>> START

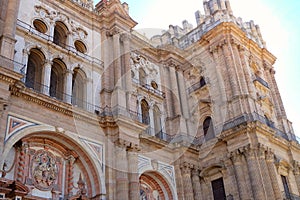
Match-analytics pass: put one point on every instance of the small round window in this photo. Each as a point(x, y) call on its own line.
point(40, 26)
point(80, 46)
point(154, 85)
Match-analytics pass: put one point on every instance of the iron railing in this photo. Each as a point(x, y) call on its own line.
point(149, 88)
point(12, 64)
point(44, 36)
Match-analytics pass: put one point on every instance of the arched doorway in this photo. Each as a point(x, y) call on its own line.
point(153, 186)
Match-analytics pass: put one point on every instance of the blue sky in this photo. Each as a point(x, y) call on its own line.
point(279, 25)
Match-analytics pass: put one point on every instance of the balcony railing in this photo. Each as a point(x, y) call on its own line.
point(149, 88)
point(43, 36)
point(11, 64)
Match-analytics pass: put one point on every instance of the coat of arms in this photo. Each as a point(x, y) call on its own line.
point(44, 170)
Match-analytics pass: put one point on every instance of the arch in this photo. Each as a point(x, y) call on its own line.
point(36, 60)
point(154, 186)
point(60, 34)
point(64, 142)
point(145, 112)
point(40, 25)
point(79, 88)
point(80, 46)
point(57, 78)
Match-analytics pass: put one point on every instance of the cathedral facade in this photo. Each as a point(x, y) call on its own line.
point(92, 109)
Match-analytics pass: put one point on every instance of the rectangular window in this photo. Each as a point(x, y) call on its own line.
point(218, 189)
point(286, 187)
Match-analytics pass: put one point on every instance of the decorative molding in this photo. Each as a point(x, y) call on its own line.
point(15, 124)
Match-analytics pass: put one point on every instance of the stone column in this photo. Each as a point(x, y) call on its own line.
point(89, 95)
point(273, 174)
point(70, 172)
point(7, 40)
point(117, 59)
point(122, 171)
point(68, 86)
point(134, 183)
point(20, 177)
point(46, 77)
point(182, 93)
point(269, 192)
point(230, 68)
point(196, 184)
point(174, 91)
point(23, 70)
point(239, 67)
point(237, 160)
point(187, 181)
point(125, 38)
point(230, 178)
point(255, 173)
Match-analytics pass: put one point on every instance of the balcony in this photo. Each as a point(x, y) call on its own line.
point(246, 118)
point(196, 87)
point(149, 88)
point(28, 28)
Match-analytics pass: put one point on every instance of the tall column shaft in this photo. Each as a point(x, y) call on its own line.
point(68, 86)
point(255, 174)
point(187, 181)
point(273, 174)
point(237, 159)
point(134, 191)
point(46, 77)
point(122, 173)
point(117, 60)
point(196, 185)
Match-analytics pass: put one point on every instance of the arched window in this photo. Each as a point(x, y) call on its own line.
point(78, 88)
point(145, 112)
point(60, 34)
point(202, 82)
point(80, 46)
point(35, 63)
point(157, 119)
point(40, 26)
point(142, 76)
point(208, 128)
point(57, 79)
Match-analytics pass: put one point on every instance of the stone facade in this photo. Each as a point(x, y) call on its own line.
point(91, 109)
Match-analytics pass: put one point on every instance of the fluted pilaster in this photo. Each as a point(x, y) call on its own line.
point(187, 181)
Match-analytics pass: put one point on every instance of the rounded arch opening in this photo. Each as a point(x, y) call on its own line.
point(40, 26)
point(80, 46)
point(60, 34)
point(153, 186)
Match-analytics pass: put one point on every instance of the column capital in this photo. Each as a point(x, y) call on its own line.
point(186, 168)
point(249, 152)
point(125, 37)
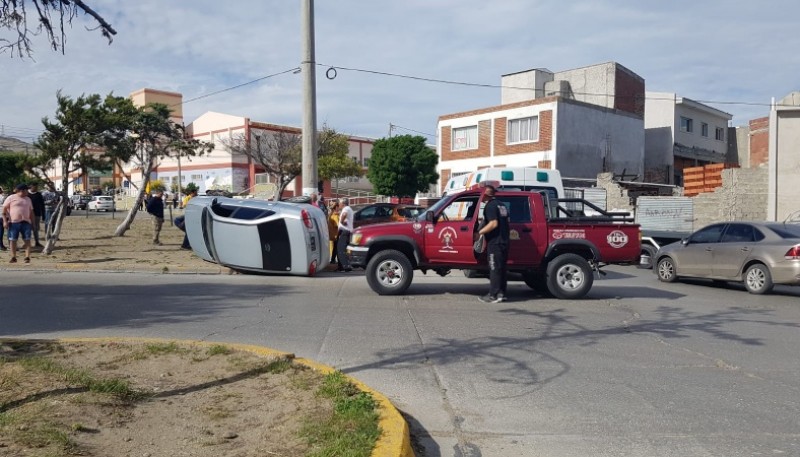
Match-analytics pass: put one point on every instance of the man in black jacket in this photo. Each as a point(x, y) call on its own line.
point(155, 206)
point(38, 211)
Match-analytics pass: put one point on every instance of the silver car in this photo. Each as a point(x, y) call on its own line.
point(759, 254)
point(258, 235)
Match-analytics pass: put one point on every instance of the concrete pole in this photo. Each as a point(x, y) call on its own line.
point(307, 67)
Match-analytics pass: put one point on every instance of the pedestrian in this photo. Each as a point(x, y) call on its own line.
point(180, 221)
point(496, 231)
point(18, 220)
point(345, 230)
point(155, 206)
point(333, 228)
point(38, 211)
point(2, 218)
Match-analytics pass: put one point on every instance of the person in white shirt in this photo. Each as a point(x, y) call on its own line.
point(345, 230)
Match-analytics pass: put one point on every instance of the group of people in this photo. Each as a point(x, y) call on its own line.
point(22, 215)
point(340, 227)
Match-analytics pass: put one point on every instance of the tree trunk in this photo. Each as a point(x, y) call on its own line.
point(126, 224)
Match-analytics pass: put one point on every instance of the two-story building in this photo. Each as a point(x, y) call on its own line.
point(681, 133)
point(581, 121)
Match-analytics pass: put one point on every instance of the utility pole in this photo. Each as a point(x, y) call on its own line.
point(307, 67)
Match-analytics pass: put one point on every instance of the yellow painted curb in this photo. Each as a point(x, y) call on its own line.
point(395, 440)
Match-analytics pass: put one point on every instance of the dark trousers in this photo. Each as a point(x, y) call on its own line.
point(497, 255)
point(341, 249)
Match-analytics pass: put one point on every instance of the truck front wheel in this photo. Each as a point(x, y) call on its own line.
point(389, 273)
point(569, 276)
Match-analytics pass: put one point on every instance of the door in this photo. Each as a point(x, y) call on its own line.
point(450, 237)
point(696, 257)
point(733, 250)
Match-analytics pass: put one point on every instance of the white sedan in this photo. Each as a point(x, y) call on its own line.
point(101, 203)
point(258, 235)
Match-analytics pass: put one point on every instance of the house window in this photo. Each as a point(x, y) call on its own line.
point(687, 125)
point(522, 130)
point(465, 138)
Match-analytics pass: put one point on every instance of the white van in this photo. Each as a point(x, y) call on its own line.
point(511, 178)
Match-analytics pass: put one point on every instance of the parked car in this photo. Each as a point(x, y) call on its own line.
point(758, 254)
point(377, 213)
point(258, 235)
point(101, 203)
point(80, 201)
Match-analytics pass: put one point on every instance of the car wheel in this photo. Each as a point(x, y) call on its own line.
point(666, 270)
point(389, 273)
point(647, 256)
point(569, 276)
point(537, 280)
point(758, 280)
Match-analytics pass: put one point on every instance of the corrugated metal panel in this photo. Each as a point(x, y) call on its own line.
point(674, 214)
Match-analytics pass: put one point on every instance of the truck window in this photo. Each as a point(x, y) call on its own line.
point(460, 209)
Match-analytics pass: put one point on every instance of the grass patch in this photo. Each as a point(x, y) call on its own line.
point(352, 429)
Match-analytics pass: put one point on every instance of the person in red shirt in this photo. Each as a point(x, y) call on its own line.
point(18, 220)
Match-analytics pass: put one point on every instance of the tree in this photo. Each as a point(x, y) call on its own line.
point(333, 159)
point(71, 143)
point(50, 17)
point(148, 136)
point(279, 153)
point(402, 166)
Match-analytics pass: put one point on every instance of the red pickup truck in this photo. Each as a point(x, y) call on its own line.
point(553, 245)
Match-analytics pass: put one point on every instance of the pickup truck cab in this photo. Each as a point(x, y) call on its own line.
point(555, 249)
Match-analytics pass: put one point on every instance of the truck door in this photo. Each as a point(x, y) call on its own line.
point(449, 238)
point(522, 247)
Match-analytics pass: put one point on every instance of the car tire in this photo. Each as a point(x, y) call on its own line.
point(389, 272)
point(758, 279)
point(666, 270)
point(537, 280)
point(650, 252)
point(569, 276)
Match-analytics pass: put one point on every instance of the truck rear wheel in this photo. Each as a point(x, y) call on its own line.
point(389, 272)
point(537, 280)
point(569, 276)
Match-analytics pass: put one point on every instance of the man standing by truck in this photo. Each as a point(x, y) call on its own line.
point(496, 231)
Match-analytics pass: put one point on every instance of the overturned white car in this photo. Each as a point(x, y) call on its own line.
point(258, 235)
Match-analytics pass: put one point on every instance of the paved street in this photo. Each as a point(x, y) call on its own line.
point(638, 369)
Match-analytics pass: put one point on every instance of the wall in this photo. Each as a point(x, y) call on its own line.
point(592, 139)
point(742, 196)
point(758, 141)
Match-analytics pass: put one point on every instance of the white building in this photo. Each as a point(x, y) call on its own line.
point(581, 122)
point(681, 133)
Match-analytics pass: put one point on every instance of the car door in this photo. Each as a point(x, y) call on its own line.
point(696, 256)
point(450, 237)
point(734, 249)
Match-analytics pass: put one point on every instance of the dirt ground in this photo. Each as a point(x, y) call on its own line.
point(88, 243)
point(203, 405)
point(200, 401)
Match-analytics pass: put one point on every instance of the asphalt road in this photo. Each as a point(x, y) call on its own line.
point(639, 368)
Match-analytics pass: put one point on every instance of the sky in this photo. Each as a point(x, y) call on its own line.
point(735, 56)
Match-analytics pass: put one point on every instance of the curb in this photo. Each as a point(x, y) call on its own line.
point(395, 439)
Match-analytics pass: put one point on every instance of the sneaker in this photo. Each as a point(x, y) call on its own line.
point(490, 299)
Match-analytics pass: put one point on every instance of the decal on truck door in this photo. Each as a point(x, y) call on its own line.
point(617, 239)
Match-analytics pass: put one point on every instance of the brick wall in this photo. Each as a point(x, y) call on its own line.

>> END

» **WHAT TO PRODUCE**:
Convert the material starting at the line that contains "the car door" and ending at the line that contains "point(639, 368)" into a JSON list of strings, one string per line, with blank lines left out.

» **SOLUTION FOR THIS EXERCISE**:
[
  "Match-analytics pass: put one point on every instance of the car door in this photo. Each as a point(x, y) call on its own line.",
  "point(696, 256)",
  "point(450, 237)",
  "point(734, 249)",
  "Match-analytics pass: put one point on every instance of the dirt ground in this photo. Each as a point(x, y) call on its own line.",
  "point(88, 243)",
  "point(203, 405)",
  "point(200, 401)",
  "Match-analytics pass: put one point on every instance of the asphalt road in this photo. Each as a point(x, y) call on its own line.",
  "point(639, 368)"
]